• _TASKS TO PERFORM_:
1. In the text on Oracle sampling, copy the passage between "- Set a specified" and "100 / NBS)))", inclusive, switching each "NBS" for "NBLK".
2. According to the text on Oracle sampling, what range can a specified sample size be set to?
3. Translate this sentence from the text on Oracle sampling into Spanish: "We can find the loop from the trace."

begin TEXT BLOCK

[中文]
Author:
fuyuncat
Source:
www.HelloDBA.com
Date:
2010-01-20 07:34:44
Sampling
When analyzing objects, to reduce workload, we may analyze with sampling data to estimate the statistics data. This may reduce the accuracy, but will save much of resource and reduce loading in server, which are important for analyzing the huge tables.
When set sampling size, we have 3 choices.
- Set a specified sample size, from 0.000001 to 100;
- set as DBMS_STATS.AUTO_SAMPLE_SIZE or 0, which will let oracle choose the sample size automaticly;
- no setting, null or 100, means will no sampling.
If set as AUTO, Oracle will have a quick estimating table rows base on data blocks, and then set a initial sampling percent dependent on the row number. To get the row number, oracle will scan the sample data iterativly with adjusting the sampling percent. Here is the pseudocode.
SQL代码
- set initial sample pct (NPCT) by Number of Blocks (NBS) # NPCT = LEAST(100, GREATEST(0.000001, (100 * 100 / NBS)))
- loop {
- if NPCT > 25 then
- set NPCT = 100
- if NPCT >= 100 then
- set the query SQL as "select count(*) from table"
- else
- set the query SQL as "select count(*) from table sample(NPCT)"
- execute SQL and get the sample records number (SN)
- if SN > 5000 or NPCT >= 100 then
- exit loop
- else
- if SN >= 441 then
- NPCT = GREATEST((NPCT*7500/SN), (NPCT*10))
- else
- NPCT = NPCT*100;
- }
- Get the estimated records number # N = SN*100/NPCT
We can find the loop from the trace.
SQL代码
- ...
- quick_estimate_rowcnt: 4359 rows seen at 14.7058823529 percent (aprx. 100 blocks)
- quick_estimate_rowcnt: 47582 rows seen at 100 percent (aprx. 680 blocks)
- ...
With the estimated row number, oracle will set the initial percent by below formula. We can see, in AUTO sampling, the table with less 5500 records will almost not be sampled.

end TEXT BLOCK
begin SUPPLIED ENTRIES

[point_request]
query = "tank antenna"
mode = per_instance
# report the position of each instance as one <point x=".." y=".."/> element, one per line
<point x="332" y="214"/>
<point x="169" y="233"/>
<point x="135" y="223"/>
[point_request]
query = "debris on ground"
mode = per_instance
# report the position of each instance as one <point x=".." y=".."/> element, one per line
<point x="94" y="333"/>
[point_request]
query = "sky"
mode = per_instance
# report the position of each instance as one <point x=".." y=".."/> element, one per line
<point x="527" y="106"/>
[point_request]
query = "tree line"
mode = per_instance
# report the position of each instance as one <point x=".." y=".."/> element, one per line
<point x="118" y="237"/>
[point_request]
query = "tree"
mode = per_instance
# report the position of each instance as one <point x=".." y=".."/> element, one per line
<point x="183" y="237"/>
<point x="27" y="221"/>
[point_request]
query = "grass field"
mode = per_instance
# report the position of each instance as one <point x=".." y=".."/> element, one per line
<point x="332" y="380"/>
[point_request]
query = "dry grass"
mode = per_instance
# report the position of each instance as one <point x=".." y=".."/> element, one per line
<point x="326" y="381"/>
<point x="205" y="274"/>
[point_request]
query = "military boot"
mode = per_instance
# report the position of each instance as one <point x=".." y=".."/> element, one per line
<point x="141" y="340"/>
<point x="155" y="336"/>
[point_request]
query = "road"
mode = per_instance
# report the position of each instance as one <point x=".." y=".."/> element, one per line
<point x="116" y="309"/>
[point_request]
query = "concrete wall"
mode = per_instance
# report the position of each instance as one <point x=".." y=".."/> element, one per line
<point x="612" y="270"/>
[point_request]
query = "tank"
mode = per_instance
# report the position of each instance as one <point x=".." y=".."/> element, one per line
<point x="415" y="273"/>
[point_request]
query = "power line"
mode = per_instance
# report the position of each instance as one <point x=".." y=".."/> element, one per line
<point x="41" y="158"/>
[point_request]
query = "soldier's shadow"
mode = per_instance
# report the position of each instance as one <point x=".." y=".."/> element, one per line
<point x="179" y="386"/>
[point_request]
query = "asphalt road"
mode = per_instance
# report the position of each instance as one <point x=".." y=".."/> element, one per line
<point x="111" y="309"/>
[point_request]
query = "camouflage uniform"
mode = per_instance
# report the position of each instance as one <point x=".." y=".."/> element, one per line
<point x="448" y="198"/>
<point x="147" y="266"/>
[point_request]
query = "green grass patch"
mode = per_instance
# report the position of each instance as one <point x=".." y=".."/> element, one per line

end SUPPLIED ENTRIES

• _OUTPUTS IN ORDER_:
1.
- Set a specified sample size, from 0.000001 to 100;
- set as DBMS_STATS.AUTO_SAMPLE_SIZE or 0, which will let oracle choose the sample size automaticly;
- no setting, null or 100, means will no sampling.
If set as AUTO, Oracle will have a quick estimating table rows base on data blocks, and then set a initial sampling percent dependent on the row number. To get the row number, oracle will scan the sample data iterativly with adjusting the sampling percent. Here is the pseudocode.
SQL代码
- set initial sample pct (NPCT) by Number of Blocks (NBLK) # NPCT = LEAST(100, GREATEST(0.000001, (100 * 100 / NBLK)))

2. From 0.000001 to 100.

3. Podemos encontrar el bucle en la traza.